■ Work instruction ■
From the first line to the last, transcribe the data exactly and skip the pictures.
******
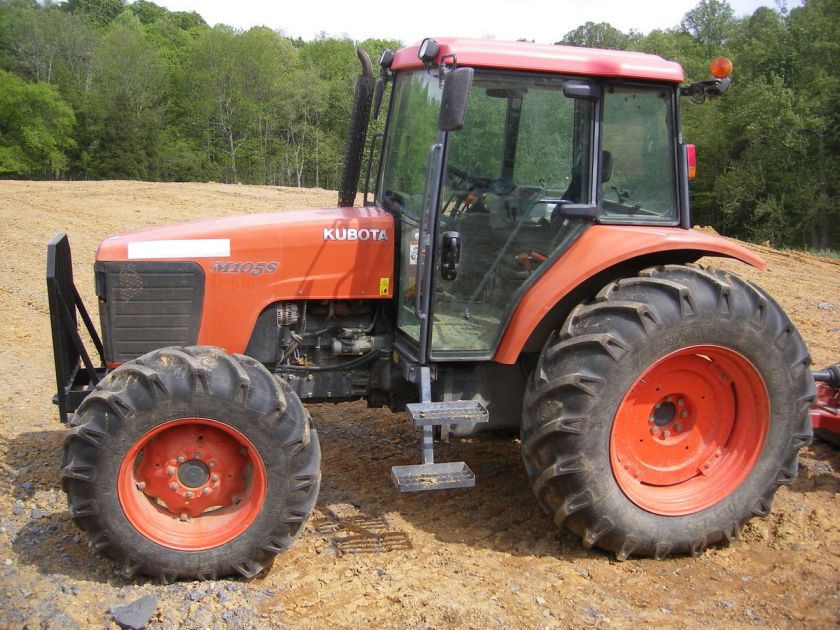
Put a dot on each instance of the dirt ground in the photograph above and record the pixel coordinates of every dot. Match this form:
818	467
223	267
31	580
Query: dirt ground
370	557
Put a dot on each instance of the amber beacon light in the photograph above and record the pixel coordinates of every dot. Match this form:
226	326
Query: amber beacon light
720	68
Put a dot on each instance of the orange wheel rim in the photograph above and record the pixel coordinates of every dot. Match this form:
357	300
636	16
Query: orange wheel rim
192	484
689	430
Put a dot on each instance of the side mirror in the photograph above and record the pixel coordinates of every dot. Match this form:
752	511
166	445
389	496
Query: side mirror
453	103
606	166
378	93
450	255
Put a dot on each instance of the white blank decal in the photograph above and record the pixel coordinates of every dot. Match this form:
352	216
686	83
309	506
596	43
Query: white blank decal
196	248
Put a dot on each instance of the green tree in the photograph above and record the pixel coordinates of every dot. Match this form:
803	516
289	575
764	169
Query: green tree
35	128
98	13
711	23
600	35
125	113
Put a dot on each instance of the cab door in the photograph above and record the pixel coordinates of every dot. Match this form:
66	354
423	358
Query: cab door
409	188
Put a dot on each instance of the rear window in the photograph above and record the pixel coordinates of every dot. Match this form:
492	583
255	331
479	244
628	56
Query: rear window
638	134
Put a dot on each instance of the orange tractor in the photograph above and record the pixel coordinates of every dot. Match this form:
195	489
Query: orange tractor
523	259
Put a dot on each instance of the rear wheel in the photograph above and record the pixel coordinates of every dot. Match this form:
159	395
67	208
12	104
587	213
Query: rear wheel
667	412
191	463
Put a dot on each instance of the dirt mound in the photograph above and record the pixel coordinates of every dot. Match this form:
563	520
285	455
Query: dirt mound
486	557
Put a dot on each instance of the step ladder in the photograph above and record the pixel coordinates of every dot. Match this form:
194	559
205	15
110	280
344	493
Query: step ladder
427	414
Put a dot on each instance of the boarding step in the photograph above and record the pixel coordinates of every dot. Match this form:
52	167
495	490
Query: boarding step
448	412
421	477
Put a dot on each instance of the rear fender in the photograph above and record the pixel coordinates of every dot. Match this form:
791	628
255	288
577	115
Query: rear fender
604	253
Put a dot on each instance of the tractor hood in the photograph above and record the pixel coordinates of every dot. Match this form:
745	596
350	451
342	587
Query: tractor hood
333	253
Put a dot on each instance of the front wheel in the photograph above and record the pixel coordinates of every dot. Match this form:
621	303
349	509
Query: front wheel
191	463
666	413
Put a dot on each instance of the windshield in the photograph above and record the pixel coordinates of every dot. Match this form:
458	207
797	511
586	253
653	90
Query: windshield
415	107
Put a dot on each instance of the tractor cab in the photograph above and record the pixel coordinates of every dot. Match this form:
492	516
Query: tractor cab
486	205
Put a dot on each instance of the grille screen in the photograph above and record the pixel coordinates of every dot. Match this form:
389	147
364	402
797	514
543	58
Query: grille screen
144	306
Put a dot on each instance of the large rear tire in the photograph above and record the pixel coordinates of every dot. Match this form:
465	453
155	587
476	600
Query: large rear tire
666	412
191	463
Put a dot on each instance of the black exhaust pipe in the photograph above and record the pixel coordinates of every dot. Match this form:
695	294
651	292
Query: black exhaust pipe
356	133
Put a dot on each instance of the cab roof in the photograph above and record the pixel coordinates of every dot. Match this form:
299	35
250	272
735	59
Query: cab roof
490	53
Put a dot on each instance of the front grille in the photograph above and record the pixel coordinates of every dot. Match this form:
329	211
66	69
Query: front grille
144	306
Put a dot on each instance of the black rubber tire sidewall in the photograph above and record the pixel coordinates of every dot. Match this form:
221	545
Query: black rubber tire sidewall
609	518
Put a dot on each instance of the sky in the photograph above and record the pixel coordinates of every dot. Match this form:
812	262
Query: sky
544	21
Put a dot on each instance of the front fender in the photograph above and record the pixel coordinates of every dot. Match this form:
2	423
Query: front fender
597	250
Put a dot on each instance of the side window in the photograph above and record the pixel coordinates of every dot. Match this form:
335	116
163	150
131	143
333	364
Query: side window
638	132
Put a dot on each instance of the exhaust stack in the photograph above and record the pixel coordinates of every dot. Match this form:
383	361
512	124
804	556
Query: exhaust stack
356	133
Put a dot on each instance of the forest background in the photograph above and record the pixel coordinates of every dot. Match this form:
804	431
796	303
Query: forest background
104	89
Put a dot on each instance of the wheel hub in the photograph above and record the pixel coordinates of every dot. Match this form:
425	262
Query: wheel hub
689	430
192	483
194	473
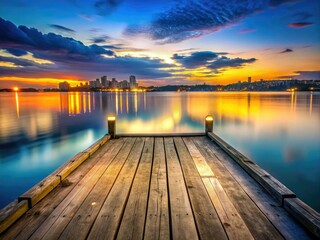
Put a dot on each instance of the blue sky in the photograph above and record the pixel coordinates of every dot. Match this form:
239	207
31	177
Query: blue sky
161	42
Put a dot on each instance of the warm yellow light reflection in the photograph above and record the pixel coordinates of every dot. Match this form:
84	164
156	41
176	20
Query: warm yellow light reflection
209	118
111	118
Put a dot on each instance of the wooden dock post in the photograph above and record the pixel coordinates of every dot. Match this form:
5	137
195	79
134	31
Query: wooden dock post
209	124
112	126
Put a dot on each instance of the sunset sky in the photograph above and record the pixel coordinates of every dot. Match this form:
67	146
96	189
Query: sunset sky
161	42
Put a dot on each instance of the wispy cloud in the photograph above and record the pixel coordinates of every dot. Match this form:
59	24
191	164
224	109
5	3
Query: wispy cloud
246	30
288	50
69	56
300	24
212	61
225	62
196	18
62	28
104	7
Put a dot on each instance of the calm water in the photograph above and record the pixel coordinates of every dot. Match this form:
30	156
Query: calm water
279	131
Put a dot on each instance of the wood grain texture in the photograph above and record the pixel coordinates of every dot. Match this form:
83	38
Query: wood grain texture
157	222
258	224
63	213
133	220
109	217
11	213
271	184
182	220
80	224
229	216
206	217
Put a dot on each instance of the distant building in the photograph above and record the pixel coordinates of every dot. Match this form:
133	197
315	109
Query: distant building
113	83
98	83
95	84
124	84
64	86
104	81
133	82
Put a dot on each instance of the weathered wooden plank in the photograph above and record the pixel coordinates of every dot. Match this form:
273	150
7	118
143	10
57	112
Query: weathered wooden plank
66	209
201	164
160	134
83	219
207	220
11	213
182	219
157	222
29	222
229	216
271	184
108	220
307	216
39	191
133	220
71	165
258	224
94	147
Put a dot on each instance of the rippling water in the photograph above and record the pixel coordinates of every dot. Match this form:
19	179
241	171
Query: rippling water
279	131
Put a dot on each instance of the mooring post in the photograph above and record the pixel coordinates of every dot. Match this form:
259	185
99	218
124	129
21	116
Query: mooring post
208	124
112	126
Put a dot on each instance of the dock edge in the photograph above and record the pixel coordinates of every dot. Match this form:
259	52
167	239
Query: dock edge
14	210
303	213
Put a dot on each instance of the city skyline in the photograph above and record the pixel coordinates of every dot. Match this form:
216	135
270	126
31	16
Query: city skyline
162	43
******
■ Response to this task ■
Put a dot on each instance of the dirt ground in the photograph above and record the pixel coordinates of every dot. Match this form:
818	467
223	267
31	580
Query: dirt ground
370	557
Put a dot on each instance of the amber beacon light in the photograph above and record the pixel coordinates of every dot. Match this form:
226	326
Query: amber beacon light
720	68
Put a dot on each instance of the orange wheel rim in the photograph above and record the pixel coordinates of every dot. Match this form:
357	300
636	16
Query: orange wheel rim
192	484
689	430
Put a dot on each instance of the side mirror in the photograph above and record the pixel coordinates of every dot. Match this form:
752	511
166	445
389	496
Query: side mirror
453	103
606	166
378	93
450	255
Put a dot on each instance of the white blank decal in the photograph above and record the pixel coordinates of every dot. Match this form:
352	216
686	83
309	506
596	43
Query: white blank decal
196	248
Put a dot on each instance of the green tree in the photograph above and record the pixel coordinates of every dot. Match this form:
803	516
289	575
764	169
Query: green tree
35	128
98	13
711	23
600	35
125	113
Put a dot on each instance of the cab door in the photograph above and record the pixel coordinates of every dot. Match this form:
66	354
423	358
Query: cab door
409	188
Put a dot on each instance of the rear window in the photograph above and record the pixel coordinates of every dot. Match this form:
492	583
255	331
479	244
628	56
Query: rear window
638	134
Put a dot on each instance of the orange tractor in the photograph above and record the pixel coordinates of every dot. Match this form:
195	489
Query: orange tractor
523	259
Put a dot on each instance of the rear wheel in the photograph above and record the pixel coordinates of every dot. Match this form:
159	395
67	208
12	104
587	213
Query: rear wheel
667	412
191	463
Put a dot on each instance of the dirt mound in the photograph above and record the pixel coordinates of every dot. Match this form:
563	520
285	455
Query: dirt mound
486	557
Put a dot on each instance of the step ladder in the photograph above and record the pixel coordinates of every dot. Match this form:
194	559
205	15
110	280
344	493
Query: step ladder
427	414
Put a dot on each instance of the boarding step in the photograph above and record the pixel coordinates of every dot. Match this form:
52	167
495	490
Query: boarding step
448	412
421	477
Put a dot on each instance of the rear fender in the photograph above and record the pixel coordinates of every dot. Match this form:
791	628
255	288
577	115
Query: rear fender
604	253
Put a dot on each instance of the tractor hood in the photograph above and record the pixel coordinates of every dot. Match this form:
745	596
350	451
342	587
Query: tractor hood
333	253
Put a dot on each instance of the front wheel in the photograph above and record the pixel coordinates of every dot. Match this form:
621	303
349	509
Query: front wheel
191	463
666	413
Put a dot on each instance of the windshield in the photograph above and record the pixel coordinates of every dot. Match this form:
458	207
797	511
586	253
653	90
Query: windshield
415	107
Put a dot on each instance of the tractor cab in the photograph above and record the pixel coordinates of every dot. Match this form:
492	516
Query: tractor cab
486	205
Put a dot on each instance of the grille screen in the photograph above and record the pixel coordinates of every dot. Match this form:
389	147
364	402
797	514
543	58
Query: grille screen
144	306
Put a dot on each instance of the large rear tire in the photograph above and record the pixel coordinates of every dot. Match this form:
465	453
155	587
476	600
Query: large rear tire
666	412
191	463
Put a dot on each instance of the black exhaust pipe in the photograph above and record the pixel coordinates of every dot. Match this form:
695	294
651	292
Query: black exhaust pipe
356	133
Put a dot on each instance of the cab roof in the photograph above and record the pixel coordinates of every dot. Match this form:
299	35
250	272
735	59
Query: cab roof
490	53
Put a dot on each instance of the front grille in the photograph above and record the pixel coordinates of every dot. Match this form:
329	211
66	69
Query: front grille
144	306
Put a dot on each instance of the black rubber tire sidewall in the photograph above and record the pixel coordinates of every dot. Match this form:
221	545
Query: black rubber tire sidewall
609	518
Put a dot on each instance of the sky in the photograph above and record the pixel coordinates of every dot. Match this form:
812	262
Query: sky
544	21
Put a dot on each instance of the front fender in the photograph above and record the pixel coordinates of every dot. Match this form:
2	423
Query: front fender
597	250
Put a dot on each instance of the side window in the photograph above and record the pixel coordinates of every dot. Match this form:
335	116
163	150
131	143
333	364
Query: side window
638	132
Put a dot on each instance of the exhaust stack in the photograph above and record the pixel coordinates of every dot. Match this form:
383	361
512	124
804	556
Query: exhaust stack
356	133
Put a dot on each instance of the forest background in the photograph above and record the pixel coordinates of every dot. Match this form:
804	431
796	303
Query: forest background
104	89
Put a dot on each instance of the wheel hub in the photograph above and record the pixel coordinates of every dot. Match this form:
425	262
Query: wheel hub
689	430
192	483
194	473
Put a dot on each instance of the blue sky in the photograph above and record the pixel coordinates of every dot. Match this form:
239	207
31	177
Query: blue sky
161	42
Put a dot on each instance of the warm yellow light reflection in the photograph above and record the pixel coordinates of every dot. Match this form:
84	164
156	41
176	20
Query: warm yellow light reflection
209	118
111	118
Put a dot on each instance of the wooden dock post in the photograph above and record the pixel coordinates of every dot. Match this form:
5	137
195	79
134	31
Query: wooden dock post
209	124
112	126
Put a dot on each instance of the sunset sky in the photograph above and record the pixel coordinates of every dot. Match this form:
67	146
96	189
Query: sunset sky
161	42
Put a dot on each instance of the wispy cloud in the photograph above and record the pixel coordinates of every dot. Match this form:
59	24
191	164
224	109
5	3
Query: wispy cloud
246	30
288	50
69	56
300	24
212	61
225	62
196	18
62	28
104	7
Put a dot on each instance of the calm water in the photograph above and record the pixel coordinates of every dot. Match this form:
30	156
Query: calm water
279	131
Put a dot on each instance of the wood grain texture in the photograph above and record the pixel coordinates of every dot. Match this form:
83	38
Query: wood grain texture
157	222
258	224
63	213
133	220
109	217
11	213
271	184
182	220
80	224
229	216
206	217
Put a dot on each instance of the distant building in the photograph above and record the pixel coordinates of every dot. Match this form:
133	197
315	109
Query: distant building
113	83
98	83
95	84
124	84
64	86
104	81
133	82
Put a dot on each instance of the weathered wooden plank in the photograph above and record the pixel coordinates of every dot. Match this form:
273	150
7	118
143	10
57	112
Query: weathered wooden plank
66	209
201	164
160	134
83	219
207	220
11	213
182	219
157	222
29	222
229	216
271	184
108	220
307	216
39	191
133	220
71	165
258	224
94	147
Put a dot on each instance of the rippling water in the photograph above and record the pixel coordinates of every dot. Match this form:
19	179
241	171
Query: rippling water
279	131
Put a dot on each instance of the mooring post in the photograph above and record the pixel coordinates of every dot. Match this form:
259	185
99	218
124	129
21	116
Query: mooring post
208	124
112	126
Put a dot on each instance of the dock edge in the photograph above and record the pixel coordinates of every dot. Match this form:
259	52
167	239
Query: dock edge
14	210
303	213
Put a dot on each instance of the city skyline in the photograph above and record the pixel coordinates of every dot. Match this form:
216	135
270	126
31	16
Query: city skyline
162	43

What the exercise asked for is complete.